§ **Work to complete**
Write out the stretch of lines below that begins at the line with "Put a marker on every instance of the tree in" and ends at the line with "Put a marker on every instance of the broad", including both, exactly as given and nothing more.

(Extracted entries)

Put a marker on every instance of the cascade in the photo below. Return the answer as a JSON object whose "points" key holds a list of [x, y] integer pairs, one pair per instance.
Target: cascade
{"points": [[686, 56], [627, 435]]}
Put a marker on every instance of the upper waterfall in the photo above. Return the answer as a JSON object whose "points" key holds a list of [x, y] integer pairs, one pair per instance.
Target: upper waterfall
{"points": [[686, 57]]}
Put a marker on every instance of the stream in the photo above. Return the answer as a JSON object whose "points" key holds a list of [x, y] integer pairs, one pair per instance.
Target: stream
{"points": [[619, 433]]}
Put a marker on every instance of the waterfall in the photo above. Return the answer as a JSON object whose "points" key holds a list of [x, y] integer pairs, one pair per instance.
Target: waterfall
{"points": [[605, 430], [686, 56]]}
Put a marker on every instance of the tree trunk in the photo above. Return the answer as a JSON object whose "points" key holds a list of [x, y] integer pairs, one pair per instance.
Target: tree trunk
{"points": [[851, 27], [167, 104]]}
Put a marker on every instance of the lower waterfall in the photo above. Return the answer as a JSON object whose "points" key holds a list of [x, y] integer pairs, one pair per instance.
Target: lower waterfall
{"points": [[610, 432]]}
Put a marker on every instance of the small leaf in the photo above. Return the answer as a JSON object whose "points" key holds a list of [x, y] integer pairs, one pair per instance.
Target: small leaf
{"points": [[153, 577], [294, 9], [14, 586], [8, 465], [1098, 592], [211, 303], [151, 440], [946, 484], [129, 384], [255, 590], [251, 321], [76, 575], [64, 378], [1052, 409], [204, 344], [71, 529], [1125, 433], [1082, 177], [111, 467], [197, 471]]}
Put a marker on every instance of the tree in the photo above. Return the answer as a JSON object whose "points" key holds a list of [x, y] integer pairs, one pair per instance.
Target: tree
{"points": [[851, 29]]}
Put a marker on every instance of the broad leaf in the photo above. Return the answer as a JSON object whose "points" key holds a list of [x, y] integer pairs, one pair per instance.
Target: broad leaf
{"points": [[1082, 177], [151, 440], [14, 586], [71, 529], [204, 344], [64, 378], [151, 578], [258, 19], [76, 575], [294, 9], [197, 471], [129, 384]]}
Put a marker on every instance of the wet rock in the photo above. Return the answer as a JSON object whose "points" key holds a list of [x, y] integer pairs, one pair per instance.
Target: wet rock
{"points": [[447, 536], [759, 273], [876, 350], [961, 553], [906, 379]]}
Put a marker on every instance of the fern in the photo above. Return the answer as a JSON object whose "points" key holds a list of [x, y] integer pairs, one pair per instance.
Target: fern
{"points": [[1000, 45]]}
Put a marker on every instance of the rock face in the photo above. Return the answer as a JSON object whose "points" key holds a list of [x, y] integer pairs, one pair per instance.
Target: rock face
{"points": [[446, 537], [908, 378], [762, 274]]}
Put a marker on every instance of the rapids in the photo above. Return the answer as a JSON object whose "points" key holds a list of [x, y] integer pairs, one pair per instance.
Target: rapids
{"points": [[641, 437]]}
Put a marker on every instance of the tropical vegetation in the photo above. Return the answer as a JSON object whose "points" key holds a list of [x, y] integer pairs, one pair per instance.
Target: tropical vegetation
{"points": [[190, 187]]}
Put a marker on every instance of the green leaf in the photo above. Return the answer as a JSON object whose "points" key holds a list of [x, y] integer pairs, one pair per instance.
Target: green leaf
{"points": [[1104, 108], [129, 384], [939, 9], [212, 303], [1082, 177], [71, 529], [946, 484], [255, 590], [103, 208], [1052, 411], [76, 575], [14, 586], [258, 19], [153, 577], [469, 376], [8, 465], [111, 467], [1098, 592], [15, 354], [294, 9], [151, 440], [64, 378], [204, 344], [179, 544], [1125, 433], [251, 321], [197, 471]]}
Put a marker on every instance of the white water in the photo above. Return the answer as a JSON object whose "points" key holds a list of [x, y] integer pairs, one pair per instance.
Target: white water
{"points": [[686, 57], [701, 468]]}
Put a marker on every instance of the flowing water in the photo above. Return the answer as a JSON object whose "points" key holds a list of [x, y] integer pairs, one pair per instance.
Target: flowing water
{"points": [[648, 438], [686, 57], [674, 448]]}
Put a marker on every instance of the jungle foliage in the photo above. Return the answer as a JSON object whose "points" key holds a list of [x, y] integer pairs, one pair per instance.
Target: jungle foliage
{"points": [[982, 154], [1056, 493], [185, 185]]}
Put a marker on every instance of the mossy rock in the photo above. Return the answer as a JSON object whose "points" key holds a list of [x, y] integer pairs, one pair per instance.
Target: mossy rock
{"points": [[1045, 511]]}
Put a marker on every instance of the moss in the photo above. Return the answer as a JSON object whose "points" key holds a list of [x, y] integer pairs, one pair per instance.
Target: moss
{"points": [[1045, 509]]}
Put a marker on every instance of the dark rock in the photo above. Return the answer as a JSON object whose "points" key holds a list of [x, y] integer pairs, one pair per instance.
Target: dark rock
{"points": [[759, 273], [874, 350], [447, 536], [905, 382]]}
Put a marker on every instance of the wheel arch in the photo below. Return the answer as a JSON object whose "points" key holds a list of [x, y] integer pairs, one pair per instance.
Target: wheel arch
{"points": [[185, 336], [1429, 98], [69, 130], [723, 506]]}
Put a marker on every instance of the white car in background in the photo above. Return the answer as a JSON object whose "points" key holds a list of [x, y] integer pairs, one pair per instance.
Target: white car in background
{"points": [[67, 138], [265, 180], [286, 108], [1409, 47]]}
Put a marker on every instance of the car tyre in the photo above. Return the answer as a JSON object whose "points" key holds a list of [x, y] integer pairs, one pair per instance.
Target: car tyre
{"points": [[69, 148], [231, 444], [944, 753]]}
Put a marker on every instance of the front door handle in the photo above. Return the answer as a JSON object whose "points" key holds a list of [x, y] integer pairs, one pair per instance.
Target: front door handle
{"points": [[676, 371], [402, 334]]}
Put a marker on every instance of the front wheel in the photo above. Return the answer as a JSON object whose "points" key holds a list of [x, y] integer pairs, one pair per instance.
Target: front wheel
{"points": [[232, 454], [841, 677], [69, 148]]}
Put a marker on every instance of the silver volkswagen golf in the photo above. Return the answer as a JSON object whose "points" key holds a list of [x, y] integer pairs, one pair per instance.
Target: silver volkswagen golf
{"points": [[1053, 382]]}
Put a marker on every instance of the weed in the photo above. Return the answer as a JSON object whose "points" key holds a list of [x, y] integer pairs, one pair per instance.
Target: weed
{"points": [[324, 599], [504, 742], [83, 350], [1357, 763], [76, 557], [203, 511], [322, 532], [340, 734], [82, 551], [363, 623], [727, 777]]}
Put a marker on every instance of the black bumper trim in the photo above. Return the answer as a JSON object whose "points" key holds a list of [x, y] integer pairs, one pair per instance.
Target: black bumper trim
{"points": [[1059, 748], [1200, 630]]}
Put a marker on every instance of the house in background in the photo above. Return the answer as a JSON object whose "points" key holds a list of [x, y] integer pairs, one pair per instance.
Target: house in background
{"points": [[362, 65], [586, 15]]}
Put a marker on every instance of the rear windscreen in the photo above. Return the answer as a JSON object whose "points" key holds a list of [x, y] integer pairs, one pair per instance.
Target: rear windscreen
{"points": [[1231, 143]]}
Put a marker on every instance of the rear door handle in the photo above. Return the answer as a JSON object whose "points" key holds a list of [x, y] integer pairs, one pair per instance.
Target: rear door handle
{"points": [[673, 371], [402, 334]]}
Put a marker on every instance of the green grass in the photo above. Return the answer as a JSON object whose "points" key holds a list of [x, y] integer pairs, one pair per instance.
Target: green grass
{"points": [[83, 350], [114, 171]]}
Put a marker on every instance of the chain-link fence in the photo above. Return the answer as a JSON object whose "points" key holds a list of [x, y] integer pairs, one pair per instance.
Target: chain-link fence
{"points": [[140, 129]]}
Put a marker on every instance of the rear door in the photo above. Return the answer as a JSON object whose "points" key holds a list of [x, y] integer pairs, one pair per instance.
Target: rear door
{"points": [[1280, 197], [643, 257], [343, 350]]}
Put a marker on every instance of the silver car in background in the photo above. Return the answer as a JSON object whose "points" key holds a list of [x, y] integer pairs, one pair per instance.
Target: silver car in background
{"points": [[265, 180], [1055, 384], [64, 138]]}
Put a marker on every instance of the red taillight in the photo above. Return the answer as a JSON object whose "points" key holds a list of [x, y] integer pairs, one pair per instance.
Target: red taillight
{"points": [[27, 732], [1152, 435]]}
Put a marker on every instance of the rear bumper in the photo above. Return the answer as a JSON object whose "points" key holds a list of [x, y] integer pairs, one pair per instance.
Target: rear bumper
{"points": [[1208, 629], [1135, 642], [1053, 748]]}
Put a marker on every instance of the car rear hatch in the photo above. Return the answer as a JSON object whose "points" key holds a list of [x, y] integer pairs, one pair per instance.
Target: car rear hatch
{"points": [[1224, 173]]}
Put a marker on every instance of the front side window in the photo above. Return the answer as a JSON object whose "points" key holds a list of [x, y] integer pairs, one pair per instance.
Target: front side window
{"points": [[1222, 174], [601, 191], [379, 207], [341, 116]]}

(End Extracted entries)

§ **Exercise response**
Put a marker on every instance of the tree in the photo above. Return the answer as a JSON object whose "points" key holds a list of [x, y] integer pairs, one pair per instance.
Target: tree
{"points": [[851, 29]]}
Put a marker on every instance of the broad leaf in the photo above. Return the answer as a JSON object whose "points" key holds a list of [x, y] integer pairs, one pair per instance.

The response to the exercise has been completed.